- Goal of the exercise -
Please count the lines of the material below that contain the string "tree", and reply with only that number.

- Supplied data -
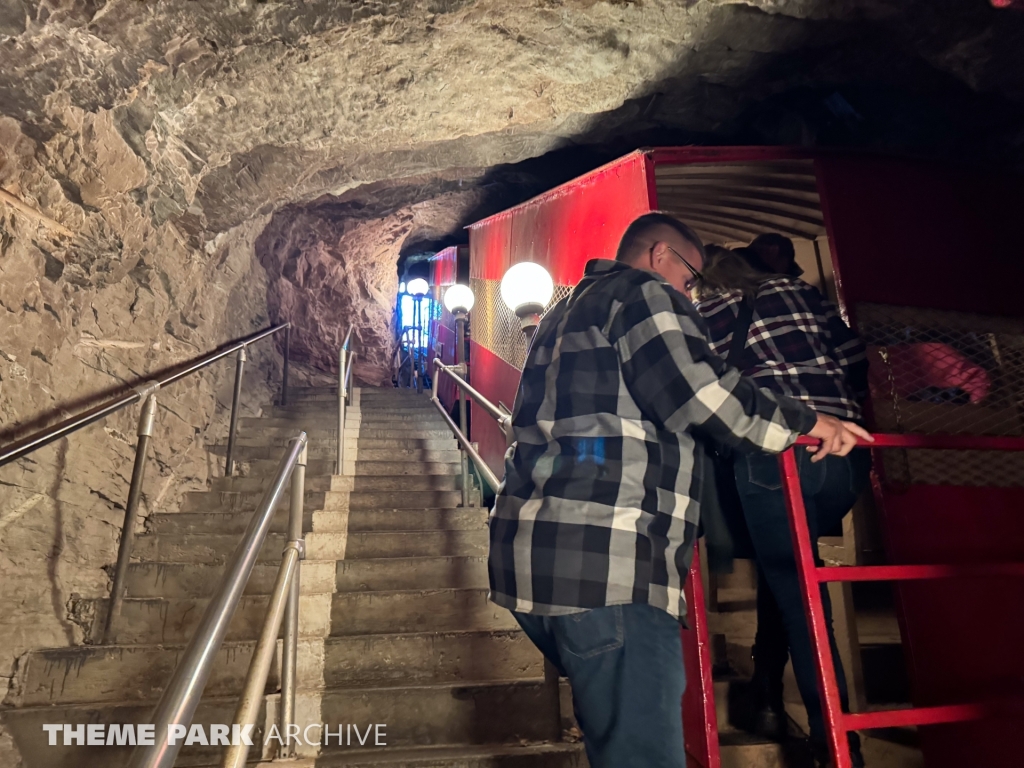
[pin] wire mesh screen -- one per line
--
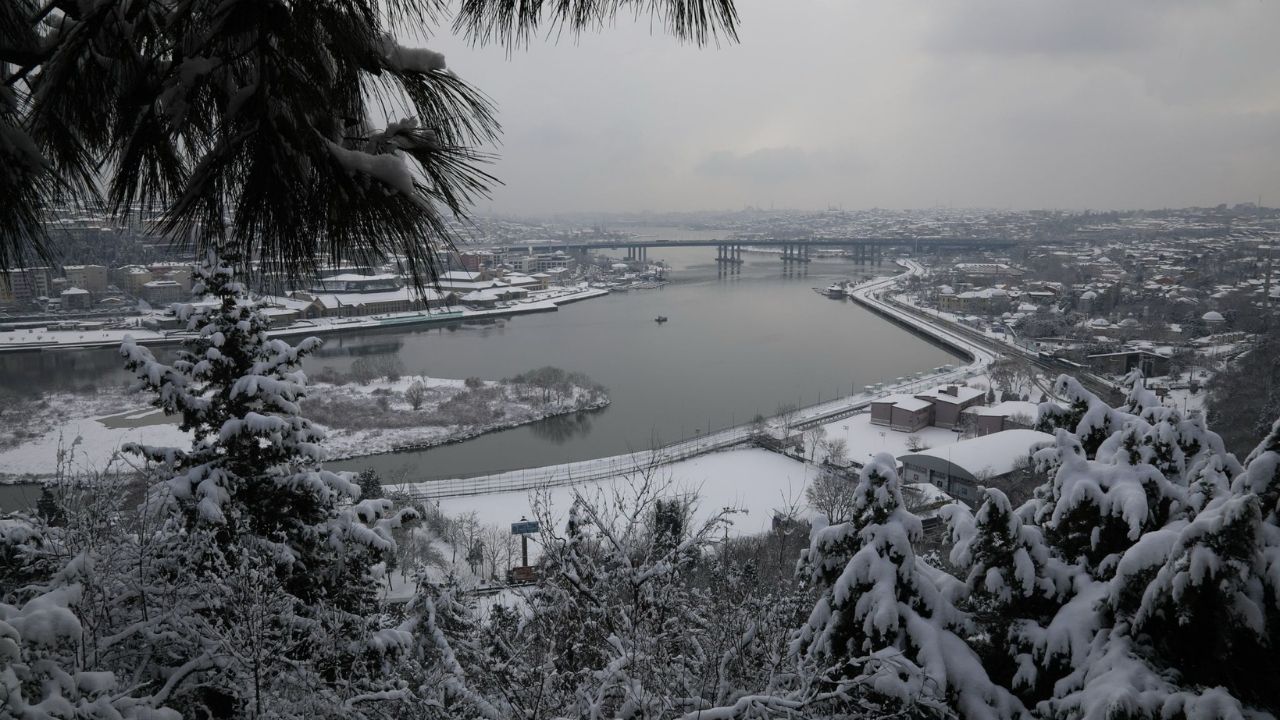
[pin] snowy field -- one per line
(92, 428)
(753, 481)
==
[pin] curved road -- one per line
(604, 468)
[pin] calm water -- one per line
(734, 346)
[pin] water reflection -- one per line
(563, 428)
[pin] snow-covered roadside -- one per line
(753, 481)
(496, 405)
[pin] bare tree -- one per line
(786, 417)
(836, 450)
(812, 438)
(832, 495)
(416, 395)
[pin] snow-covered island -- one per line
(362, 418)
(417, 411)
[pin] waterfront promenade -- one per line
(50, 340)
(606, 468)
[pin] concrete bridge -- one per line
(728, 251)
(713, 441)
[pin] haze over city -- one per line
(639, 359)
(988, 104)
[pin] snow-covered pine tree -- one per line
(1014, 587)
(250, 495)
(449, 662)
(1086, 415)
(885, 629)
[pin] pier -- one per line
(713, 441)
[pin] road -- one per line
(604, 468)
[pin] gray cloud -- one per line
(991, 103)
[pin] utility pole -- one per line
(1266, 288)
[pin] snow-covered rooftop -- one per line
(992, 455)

- Task result -
2